** STATED PROBLEM **
Do not carry the pictures over; copy every other part of the entries exactly.

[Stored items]
***
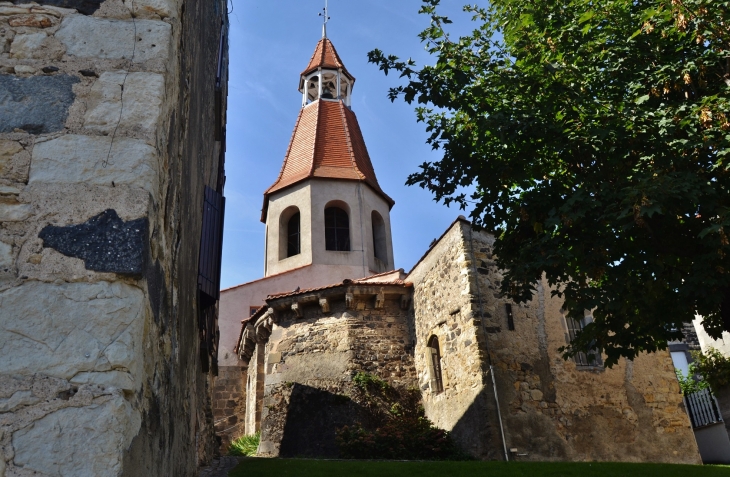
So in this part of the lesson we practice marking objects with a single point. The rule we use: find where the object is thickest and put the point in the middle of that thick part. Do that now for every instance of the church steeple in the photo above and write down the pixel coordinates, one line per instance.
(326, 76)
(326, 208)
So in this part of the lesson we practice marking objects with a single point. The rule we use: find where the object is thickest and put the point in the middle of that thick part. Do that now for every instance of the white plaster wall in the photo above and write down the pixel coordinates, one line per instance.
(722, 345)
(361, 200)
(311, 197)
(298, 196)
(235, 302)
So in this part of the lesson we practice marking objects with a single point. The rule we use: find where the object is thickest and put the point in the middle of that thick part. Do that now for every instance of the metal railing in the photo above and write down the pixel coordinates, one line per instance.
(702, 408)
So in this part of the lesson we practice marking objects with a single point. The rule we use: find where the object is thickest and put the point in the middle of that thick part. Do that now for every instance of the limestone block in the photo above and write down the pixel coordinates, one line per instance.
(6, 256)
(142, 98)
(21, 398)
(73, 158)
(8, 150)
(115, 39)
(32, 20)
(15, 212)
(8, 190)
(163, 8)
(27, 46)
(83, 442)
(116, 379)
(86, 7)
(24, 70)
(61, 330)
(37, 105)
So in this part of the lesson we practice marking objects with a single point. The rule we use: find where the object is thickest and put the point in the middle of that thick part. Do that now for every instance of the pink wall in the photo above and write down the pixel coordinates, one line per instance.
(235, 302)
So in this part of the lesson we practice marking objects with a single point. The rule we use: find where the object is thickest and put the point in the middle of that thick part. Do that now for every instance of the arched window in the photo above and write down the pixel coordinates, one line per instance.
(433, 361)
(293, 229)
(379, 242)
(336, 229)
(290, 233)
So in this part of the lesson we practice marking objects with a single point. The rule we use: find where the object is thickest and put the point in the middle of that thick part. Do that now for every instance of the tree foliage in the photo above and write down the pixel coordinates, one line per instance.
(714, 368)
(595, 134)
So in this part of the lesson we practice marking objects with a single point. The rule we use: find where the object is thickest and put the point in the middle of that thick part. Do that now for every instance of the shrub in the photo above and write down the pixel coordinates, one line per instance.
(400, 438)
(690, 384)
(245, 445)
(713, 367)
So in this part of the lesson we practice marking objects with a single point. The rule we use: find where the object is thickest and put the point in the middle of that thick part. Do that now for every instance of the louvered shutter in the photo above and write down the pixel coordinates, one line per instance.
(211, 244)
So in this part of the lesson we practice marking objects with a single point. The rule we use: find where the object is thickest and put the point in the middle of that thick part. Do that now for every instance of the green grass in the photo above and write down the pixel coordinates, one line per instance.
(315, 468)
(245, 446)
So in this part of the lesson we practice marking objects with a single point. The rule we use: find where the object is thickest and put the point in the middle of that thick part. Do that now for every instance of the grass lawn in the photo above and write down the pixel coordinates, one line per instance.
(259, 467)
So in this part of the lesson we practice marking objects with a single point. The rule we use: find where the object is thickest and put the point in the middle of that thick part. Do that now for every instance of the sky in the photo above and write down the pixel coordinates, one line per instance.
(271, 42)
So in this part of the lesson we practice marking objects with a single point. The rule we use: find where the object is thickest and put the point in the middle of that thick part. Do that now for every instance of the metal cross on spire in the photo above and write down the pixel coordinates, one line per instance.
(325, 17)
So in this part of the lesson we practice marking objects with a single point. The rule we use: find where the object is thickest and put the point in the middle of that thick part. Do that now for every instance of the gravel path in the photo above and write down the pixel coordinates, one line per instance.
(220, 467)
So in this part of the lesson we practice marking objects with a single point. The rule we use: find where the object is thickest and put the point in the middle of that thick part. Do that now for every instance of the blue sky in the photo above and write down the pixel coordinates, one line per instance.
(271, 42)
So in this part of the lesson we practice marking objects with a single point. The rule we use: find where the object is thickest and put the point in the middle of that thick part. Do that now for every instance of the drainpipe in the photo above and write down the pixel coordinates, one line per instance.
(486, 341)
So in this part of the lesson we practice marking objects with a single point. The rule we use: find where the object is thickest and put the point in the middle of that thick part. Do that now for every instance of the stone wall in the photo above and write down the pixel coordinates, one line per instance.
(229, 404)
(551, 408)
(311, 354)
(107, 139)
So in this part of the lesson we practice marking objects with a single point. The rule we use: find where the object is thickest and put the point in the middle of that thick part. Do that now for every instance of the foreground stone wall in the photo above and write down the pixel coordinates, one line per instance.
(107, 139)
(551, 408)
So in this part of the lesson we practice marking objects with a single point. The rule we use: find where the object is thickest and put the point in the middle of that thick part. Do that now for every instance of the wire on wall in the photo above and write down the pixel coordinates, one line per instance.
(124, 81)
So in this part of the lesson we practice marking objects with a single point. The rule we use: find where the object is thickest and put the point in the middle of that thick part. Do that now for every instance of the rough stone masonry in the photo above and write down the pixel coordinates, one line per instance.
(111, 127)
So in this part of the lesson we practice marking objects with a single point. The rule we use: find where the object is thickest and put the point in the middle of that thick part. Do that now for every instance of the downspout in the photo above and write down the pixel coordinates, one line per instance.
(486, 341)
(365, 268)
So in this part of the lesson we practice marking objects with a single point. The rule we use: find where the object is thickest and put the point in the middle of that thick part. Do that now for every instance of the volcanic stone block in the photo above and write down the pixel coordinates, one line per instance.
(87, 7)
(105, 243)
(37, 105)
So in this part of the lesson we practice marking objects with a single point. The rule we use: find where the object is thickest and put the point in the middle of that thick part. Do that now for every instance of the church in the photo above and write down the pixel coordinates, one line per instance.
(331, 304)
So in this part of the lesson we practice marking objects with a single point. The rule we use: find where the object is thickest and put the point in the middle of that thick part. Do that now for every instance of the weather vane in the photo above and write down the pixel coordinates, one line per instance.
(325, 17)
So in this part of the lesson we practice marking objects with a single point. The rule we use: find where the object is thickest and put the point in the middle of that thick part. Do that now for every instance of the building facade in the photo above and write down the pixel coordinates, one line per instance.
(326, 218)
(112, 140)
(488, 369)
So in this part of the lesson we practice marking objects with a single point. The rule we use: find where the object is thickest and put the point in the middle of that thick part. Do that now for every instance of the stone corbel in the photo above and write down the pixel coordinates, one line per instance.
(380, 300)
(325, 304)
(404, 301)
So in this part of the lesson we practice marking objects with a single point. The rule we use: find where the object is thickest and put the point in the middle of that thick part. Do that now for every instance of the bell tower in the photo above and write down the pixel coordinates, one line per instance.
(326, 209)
***
** ANSWER TO THE PROBLEM **
So in this part of the lesson we practice marking objects with a single point. The rule we use: find where the object is thickest and put the point in the middle of that thick part. Do that now for every instance of the church steeple in the photo above and write down the pixel coordinates, one line per instance.
(326, 76)
(326, 208)
So in this part of the lesson we practice marking objects with a single point. The rule we use: find where the object is thickest and put the point in the middle of that thick part. Do that now for every instance of the white plaster wall in the photo above and write down the pixel coordinates, one line per instance.
(722, 345)
(361, 200)
(311, 197)
(298, 196)
(235, 302)
So in this part of the lesson we practice marking objects with a single point. The rule we use: find where the object is thickest and put the point in the middle of that thick part. Do that now for every instance of the metal railing in the photo above and write down the pixel coordinates, one line per instance.
(702, 408)
So in this part of the lesson we practice marking objects with a single point. The rule we use: find where the object is thickest and put the point in the middle of that thick part. Do that now for every instance of the limestone block in the photo above and write down the pixel coordinates, one line per instance.
(6, 256)
(142, 98)
(21, 398)
(73, 158)
(8, 150)
(115, 39)
(32, 20)
(15, 212)
(8, 190)
(163, 8)
(27, 46)
(83, 442)
(116, 379)
(86, 7)
(24, 70)
(61, 330)
(37, 105)
So in this part of the lesson we practice marking objects with a single point. The rule we use: find where the object is thickest and put the point in the middle of that thick part. Do that now for every instance of the pink wall in the photo above and write down the pixel coordinates, one line per instance.
(235, 302)
So in this part of the lesson we practice marking objects with a single point. The rule we use: find where the object is thickest and put the point in the middle of that thick part. Do that now for every instance of the arched window in the photo above and write down the pixel coordinates, one line per instance.
(433, 361)
(293, 229)
(379, 242)
(336, 229)
(290, 233)
So in this part of the lesson we practice marking objects with a single point. The rule we use: find where the object is thickest and put the point in the middle of that thick part. Do that now for every instance of the tree foliage in the photo above and write down the pixel coordinates, one line per instance.
(714, 368)
(595, 134)
So in this part of the lesson we practice marking objects with a single point. The rule we use: find where the object is thickest and put the point in the middle of that thick part. Do that now for every instance of the shrub in the photo above and write down the pixel coordinates, one line per instance.
(400, 438)
(690, 384)
(245, 445)
(713, 367)
So in this part of the lesson we practice marking objects with a single point. The rule we use: find where the object is thickest and put the point in the middle of that thick part. Do that now for every instance of the louvered shutter in the photo above and write down the pixel coordinates, one line per instance.
(211, 244)
So in this part of the lesson we practice marking objects with a single point. The rule we use: find where the object is thickest and put the point in the middle of that thick part. Do that now for every instance of the green grass in the photo above and write down the pixel coordinates, one line per instance.
(315, 468)
(245, 446)
So in this part of the lesson we practice marking objects with a single point. The rule we use: find where the object is thickest and put the point in the middle of that thick part. Do that now for every instance of the grass lawn in the photo above and write down the pixel coordinates, one line per instance.
(259, 467)
So in this part of the lesson we practice marking objects with a single point. The rule we use: find where the object is thickest and put the point in the middle of that thick part. Do that now for every instance of the sky in the photo above and write down the pixel coordinates, one line per instance.
(271, 42)
So in this part of the lesson we practice marking objects with a single point. The rule we use: find where the object is thickest and put the point in the middle of that thick part. Do that now for every instance of the metal cross on spire in the photo above and write down the pixel coordinates, one line per instance.
(325, 17)
So in this part of the lesson we practice marking objects with a single point. The rule we use: find where the object is thickest and put the point in the middle of that thick part. Do that now for every instance of the gravel path in the photo above and write down the pixel coordinates, one line per instance.
(220, 467)
So in this part of the lesson we practice marking objects with a single point. The rule we use: find where the object is thickest and put the point in the middle of that thick part. Do that now for every instance of the blue sky in the photo above and write down the pixel coordinates, one line per instance.
(271, 42)
So in this part of the lesson we practice marking objects with a single point. The rule we use: find where the object is thickest and put the point in the middle of that thick part. Do that now for every instance of the drainpipe in the photo above and write down the pixel coordinates, one line per instance.
(486, 341)
So in this part of the lesson we practice marking objects with a single point. The rule we use: find where the object is thickest and put the point in the middle of that thick part. Do that now for every instance of the stone wall in the photo above and write down the pixel coordinates, one line per instance.
(229, 404)
(551, 408)
(311, 354)
(107, 139)
So in this part of the lesson we practice marking objects with a single point. The rule we use: find where the object is thickest and put the point in the middle of that thick part. Do that now for every instance of the foreground stone wall in the photo above and write down the pixel coordinates, one line per instance.
(107, 139)
(551, 408)
So in this part of the lesson we practice marking objects with a single point. The rule we use: find where the object is thickest and put the point in the middle of that thick part. Do that now for every instance of the wire on wall in the photo above and write down the pixel coordinates, one line per instance.
(124, 81)
So in this part of the lesson we practice marking objects with a single point. The rule we use: find where the object is thickest and put the point in the middle of that thick part. Do that now for every instance of the rough stone masonry in the photo above and write down the pixel coordinates, one line per instance.
(111, 127)
So in this part of the lesson we practice marking objects with a single point. The rule we use: find where the object is thickest and put the point in the middle of that thick part. Do that now for every instance of the downspout in the photo above and write down the pixel coordinates, one line per instance.
(486, 341)
(365, 268)
So in this part of the lesson we practice marking objects with a single point. The rule we use: find where the object is thickest and put the point in the middle of that thick part. Do that now for every instance of the volcanic stone block in the photo above and write down the pixel coordinates, one line per instance.
(87, 7)
(105, 243)
(37, 105)
So in this part of the lesson we practice marking objects with a single point. The rule we use: find where the object is thickest and put the point in the middle of that thick part. Do that now for every instance of the church in the photo above and write down the pixel coordinates, one line per instance.
(331, 304)
So in this part of the lesson we practice marking objects with a single point. The rule we use: find where the object is thickest and put the point in the middle of that thick part. Do that now for every instance of the weather vane in the photo above and write down the pixel coordinates, one line per instance.
(325, 17)
So in this part of the lesson we practice marking objects with a single point. The rule we use: find where the object is thickest and put the point in the middle of that thick part. Do that now for every instance of the building facade in the photo above and write down the pixel coordinates, one line per instance.
(326, 218)
(112, 140)
(488, 369)
So in this part of the lesson we practice marking objects with a single point. The rule we use: find where the object is thickest and put the point in the middle of that thick part. Do that now for every instance of the stone corbel in the photo above and write down the pixel coordinates, one line per instance.
(380, 300)
(325, 304)
(404, 301)
So in this part of the lesson we practice marking objects with a single point. The rule we use: find where the object is thickest and put the point in the middle of that thick part. Do that now for every instance of the bell tower in the photo above and write down the pixel coordinates, one line per instance.
(326, 209)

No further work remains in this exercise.